**Importing Libraries**

In [None]:
import numpy as np 
import pandas as pd
import matplotlib.pyplot as plt
import seaborn as sns

import os
for dirname, _, filenames in os.walk('/kaggle/input'):
    for filename in filenames:
        print(os.path.join(dirname, filename))


**Preprocessing Data**

In [None]:
train_data = pd.read_csv("/kaggle/input/titanic/train.csv")
test_data = pd.read_csv("/kaggle/input/titanic/test.csv")

#Reviewing data to see if there is anything that stands out
train_data.describe(include='all')

In [None]:
#Checking the types for each column
train_data.info()

In [None]:
#Cleaning the Data

#Dropping cabin due to few values in data; and name, fare, and ticket are too unique in my opinion; embarked decreased score for both models so it was removed
Clean_Train_Data = train_data.drop(['Cabin','Name','Fare','Ticket','Embarked'], axis = 1)

Dataset extract —
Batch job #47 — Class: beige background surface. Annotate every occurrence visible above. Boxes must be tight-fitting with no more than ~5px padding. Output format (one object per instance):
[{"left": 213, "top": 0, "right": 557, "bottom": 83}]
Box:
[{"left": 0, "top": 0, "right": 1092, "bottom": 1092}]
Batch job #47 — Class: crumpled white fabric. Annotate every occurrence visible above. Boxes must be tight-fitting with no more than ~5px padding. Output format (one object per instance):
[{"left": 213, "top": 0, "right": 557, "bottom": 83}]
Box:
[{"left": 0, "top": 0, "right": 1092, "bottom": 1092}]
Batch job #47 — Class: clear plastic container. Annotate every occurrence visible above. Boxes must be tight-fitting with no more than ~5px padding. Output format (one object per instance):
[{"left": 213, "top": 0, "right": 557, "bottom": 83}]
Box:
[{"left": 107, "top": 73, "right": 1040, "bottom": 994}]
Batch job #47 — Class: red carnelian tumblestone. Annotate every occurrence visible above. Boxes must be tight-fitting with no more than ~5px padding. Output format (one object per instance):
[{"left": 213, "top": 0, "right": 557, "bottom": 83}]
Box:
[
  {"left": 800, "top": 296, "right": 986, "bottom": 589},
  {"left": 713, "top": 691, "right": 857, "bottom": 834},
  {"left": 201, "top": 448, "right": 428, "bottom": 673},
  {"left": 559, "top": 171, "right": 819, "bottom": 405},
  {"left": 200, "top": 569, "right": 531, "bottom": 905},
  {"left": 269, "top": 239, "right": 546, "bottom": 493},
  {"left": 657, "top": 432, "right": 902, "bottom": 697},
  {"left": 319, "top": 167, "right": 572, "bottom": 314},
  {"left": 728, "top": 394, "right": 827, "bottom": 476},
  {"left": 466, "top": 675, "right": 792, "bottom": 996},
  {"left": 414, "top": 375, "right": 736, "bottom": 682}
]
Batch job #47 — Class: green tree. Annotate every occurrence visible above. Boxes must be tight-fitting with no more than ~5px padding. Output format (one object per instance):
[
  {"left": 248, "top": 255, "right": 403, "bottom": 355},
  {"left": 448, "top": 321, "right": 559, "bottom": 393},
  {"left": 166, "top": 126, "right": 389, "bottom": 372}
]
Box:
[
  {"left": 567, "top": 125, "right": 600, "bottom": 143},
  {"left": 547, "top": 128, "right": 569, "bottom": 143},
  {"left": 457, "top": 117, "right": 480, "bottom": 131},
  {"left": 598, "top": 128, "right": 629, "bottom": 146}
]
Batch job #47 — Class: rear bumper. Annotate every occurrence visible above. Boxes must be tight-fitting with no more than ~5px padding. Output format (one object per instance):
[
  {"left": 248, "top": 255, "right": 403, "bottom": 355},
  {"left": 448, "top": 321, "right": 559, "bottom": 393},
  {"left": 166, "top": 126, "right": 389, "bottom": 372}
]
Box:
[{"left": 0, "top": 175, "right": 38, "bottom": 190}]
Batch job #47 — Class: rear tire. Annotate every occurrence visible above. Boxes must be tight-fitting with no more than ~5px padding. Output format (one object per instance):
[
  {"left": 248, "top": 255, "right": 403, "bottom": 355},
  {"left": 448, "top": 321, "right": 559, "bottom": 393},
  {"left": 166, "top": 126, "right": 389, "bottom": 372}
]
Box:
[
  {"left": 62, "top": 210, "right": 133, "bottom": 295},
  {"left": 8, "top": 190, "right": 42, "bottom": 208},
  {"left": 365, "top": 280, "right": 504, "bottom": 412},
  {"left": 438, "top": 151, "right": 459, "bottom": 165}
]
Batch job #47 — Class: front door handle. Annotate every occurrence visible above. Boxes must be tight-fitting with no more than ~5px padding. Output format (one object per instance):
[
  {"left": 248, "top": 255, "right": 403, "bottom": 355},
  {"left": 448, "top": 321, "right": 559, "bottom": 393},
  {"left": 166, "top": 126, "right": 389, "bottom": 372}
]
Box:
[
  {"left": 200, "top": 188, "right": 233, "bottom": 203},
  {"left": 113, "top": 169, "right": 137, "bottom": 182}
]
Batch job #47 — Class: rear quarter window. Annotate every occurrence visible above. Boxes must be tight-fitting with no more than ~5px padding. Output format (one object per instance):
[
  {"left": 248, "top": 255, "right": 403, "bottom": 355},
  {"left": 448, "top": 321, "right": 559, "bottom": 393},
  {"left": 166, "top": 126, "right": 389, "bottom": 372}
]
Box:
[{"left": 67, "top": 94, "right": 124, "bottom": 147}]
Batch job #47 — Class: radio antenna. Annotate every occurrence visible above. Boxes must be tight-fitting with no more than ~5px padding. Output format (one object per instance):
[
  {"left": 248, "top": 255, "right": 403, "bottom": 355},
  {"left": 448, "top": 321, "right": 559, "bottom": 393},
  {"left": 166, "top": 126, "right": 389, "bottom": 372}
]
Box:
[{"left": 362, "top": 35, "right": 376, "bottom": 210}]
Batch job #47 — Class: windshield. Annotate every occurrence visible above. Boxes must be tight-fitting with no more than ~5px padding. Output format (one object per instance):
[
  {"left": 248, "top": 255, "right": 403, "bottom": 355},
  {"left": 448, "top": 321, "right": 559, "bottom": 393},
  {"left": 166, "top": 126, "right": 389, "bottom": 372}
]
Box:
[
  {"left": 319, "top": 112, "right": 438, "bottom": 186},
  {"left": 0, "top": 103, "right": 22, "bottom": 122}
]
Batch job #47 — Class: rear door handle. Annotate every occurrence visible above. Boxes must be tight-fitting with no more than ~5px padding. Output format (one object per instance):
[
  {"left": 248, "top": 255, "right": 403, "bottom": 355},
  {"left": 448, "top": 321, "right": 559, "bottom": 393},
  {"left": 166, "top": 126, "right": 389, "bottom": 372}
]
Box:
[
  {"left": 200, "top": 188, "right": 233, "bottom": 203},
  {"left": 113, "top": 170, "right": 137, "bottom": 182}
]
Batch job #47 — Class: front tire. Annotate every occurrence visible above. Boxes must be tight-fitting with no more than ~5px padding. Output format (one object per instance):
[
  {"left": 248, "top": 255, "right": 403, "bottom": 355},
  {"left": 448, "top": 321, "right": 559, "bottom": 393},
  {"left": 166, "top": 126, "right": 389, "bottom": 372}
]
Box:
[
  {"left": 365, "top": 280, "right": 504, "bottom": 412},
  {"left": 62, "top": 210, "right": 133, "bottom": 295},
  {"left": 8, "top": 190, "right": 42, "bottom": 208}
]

The tasks —
- 1) Answer these questions about the Titanic notebook:
(a) Which directory path is passed to os.walk?
(b) Which method is called to check the types for each column?
(c) What reason does the notebook give for removing Embarked?
- 2) Extend the Titanic notebook past its last line.
None of the items is needed here.

Answers provided —
- 1)
(a) '/kaggle/input'
(b) train_data.info()
(c) It decreased the score for both models.

- 2)
#Filling in missing data in Age and embarked
Clean_Train_Data['Age'].fillna(int(Clean_Train_Data['Age'].mean()), inplace=True)

#Checking to see if dtype and null values changed
Clean_Train_Data.info()


In [None]:
#Repeating process for the test data as well

Clean_Test_Data = test_data.drop(['Cabin','Name','Fare','Ticket'], axis = 1)

Clean_Test_Data['Age'].fillna(int(Clean_Train_Data["Age"].mean()), inplace=True)

Clean_Test_Data.info()

In [None]:
#Looking at different variables from training data
#0=No and 1=Yes

sns.countplot(x='Survived', hue='Survived', data=train_data)
plt.xlabel('Survived')
plt.ylabel('Count')
plt.show()

In [None]:
#Survival of the genders
#Where 0=No and 1=Yes
sns.countplot(x="Sex", hue='Survived', data=train_data)
plt.title("Survival of different Gender")
plt.xlabel('Sex')
plt.ylabel('Count')
plt.show()

In [None]:
#1st, 2nd, 3rd Class Passangers
#1st = Upper Class, 2nd = Middle Class, 3rd = Lower

sns.countplot(x='Pclass', hue='Survived', data=train_data)
plt.xlabel('Pclass')
plt.ylabel('Count')
plt.title("Survival of different classes")
plt.show()

In [None]:
# Number of siblings / spouses aboard the Titanic
sns.countplot(x='SibSp', hue='Survived', data=train_data)
plt.xlabel('SibSp')
plt.ylabel('Count')
plt.title("Survival of SibSp")
plt.show()

In [None]:
# Number of parents / children aboard the Titanic
#Some children traveled only with a nanny, therefore parch=0 for them.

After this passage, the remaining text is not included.